Quoted text ->
******************************
[Libvir] RFC [0/3]: Re-factor QEMU daemon protocol to use XDR

Richard W.M. Jones rjones at redhat.com
Fri Mar 23 12:53:12 UTC 2007


Daniel P. Berrange wrote:
> On Fri, Mar 23, 2007 at 10:02:33AM +0000, Richard W.M. Jones wrote:
>> As you say, no appreciable difference in code side before and after the 
>> change.
>>
>> It's interesting to note what SunRPC gives you over XDR (which you have 
>> also noted in your emails):
>>
>>  - serial numbers to correlate client requests and server responses (in 
>> SunRPC these are called 'XID's)
> 
> Unfortunately they crippled their use by only providing a single 'rm_xid'
> field. So the only way to do tracking is to mandate that the rm_xid of the
> method reply matches the rm_xid of the method call. This is why it is
> impossible to do asynchronous notifications from the server - ie let the
> server send you a message without any corresponding message having been
> received from the client. 

Well ... I don't think it's "impossible".  We may have to invent a magic 
XID for asynchronous replies however.

I rather question why full XIDs are really necessary unless we are 
proposing that the server can answer RPCs out of order.  All we really 
need to know is: "is this the reply for my previous request, or is it an 
asynchronous message?" and for that XID != 0 / XID == 0 is fine.

>>  - program numbers and versioning
> 
> Not very different to replicate though - and in a less onerous way than
> SunRPC approach. It would seem that for every new version you need to provide
> a new set of all the marshalling methods defined by your program, even if 
> you're only adding one new one. 

I think you can add new procedures, because if the server doesn't 
understand a procedure number then it sends back a well-defined response 
(ar_stat == PROC_UNAVAIL).  So this is similar to the state of the 
current C API where we can add new procedures, but if we ever wanted to 
change an existing procedure then we'd need a whole new version of the 
library.
******************************
Excerpts from a pointing dataset:
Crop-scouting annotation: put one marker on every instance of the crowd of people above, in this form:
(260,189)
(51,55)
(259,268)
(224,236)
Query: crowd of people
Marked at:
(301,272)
******************************
Complete the following ->
A: Output the mailing-list post from "I rather question" to "one new one." without changing anything.
B: In the mailing-list post, what response does the server send back when it doesn't understand a procedure number?
C: List every acronym that appears in the subject line of the mailing-list post.

Solved problems ->
A:
I rather question why full XIDs are really necessary unless we are 
proposing that the server can answer RPCs out of order.  All we really 
need to know is: "is this the reply for my previous request, or is it an 
asynchronous message?" and for that XID != 0 / XID == 0 is fine.

>>  - program numbers and versioning
> 
> Not very different to replicate though - and in a less onerous way than
> SunRPC approach. It would seem that for every new version you need to provide
> a new set of all the marshalling methods defined by your program, even if 
> you're only adding one new one.

B: A well-defined response with ar_stat == PROC_UNAVAIL.

C: RFC, QEMU, XDR